_EXCERPTED RECORDS_
^^^^^^^^
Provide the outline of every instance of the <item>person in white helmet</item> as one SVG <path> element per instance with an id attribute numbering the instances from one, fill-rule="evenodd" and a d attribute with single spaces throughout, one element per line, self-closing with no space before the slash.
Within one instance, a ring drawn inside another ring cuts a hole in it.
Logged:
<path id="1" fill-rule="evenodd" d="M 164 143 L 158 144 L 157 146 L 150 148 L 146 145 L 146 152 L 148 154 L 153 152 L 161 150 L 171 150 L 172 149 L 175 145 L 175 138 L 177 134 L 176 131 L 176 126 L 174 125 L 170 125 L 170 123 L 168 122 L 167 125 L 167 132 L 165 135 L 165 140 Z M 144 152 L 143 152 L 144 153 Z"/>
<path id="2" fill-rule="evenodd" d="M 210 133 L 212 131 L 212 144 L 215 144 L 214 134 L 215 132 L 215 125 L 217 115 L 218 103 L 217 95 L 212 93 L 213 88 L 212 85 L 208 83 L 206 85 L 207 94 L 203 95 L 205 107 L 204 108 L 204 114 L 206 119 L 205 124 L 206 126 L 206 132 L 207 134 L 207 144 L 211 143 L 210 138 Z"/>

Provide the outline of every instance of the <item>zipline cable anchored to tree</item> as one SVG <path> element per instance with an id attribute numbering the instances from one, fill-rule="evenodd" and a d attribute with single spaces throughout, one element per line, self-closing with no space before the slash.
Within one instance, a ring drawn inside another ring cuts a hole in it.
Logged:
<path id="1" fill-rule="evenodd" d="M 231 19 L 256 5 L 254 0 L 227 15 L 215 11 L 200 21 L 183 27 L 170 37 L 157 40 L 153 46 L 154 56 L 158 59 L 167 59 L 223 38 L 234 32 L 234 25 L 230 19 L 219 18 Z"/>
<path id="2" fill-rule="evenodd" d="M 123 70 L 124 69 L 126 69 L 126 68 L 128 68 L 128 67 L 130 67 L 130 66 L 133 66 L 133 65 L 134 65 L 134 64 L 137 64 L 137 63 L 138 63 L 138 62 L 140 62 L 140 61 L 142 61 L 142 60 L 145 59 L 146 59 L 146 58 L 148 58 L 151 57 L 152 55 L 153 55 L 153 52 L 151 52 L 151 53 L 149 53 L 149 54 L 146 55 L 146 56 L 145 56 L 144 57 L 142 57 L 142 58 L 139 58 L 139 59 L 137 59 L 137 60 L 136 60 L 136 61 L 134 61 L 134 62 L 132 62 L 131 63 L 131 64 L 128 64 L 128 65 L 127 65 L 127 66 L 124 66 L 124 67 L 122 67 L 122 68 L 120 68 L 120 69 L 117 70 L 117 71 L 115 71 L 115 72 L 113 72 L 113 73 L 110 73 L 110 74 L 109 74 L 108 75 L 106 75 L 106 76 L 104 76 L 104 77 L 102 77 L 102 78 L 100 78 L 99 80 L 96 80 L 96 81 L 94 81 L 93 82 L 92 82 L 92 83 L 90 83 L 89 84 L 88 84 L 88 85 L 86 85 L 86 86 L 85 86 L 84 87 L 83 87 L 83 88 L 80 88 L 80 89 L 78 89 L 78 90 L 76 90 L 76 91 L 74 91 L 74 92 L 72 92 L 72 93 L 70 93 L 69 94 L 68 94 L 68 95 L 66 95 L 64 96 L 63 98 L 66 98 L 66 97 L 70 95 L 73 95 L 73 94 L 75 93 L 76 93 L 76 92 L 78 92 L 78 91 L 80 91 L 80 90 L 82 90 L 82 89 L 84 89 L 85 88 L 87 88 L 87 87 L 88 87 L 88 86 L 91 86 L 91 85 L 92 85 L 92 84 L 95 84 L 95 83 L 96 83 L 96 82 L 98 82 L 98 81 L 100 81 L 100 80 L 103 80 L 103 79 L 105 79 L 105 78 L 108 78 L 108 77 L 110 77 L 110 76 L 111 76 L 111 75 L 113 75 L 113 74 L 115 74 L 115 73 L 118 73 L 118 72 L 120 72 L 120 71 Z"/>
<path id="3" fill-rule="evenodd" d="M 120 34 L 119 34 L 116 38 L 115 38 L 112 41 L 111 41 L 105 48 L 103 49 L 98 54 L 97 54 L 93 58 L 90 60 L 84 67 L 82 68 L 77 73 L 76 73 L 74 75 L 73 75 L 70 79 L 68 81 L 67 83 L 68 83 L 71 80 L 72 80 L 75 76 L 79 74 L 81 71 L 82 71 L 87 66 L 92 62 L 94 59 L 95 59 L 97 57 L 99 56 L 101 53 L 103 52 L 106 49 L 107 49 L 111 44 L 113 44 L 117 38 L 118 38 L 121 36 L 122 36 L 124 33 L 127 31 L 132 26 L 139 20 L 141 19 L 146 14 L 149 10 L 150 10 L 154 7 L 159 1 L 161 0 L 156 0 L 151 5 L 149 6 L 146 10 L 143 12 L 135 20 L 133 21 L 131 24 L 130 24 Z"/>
^^^^^^^^
_EXERCISE INSTRUCTIONS_
Gather every line of the records that contains the string "from", treating uppercase and lowercase as different.

_EXERCISE RESULT_
Provide the outline of every instance of the <item>person in white helmet</item> as one SVG <path> element per instance with an id attribute numbering the instances from one, fill-rule="evenodd" and a d attribute with single spaces throughout, one element per line, self-closing with no space before the slash.
Provide the outline of every instance of the <item>zipline cable anchored to tree</item> as one SVG <path> element per instance with an id attribute numbering the instances from one, fill-rule="evenodd" and a d attribute with single spaces throughout, one element per line, self-closing with no space before the slash.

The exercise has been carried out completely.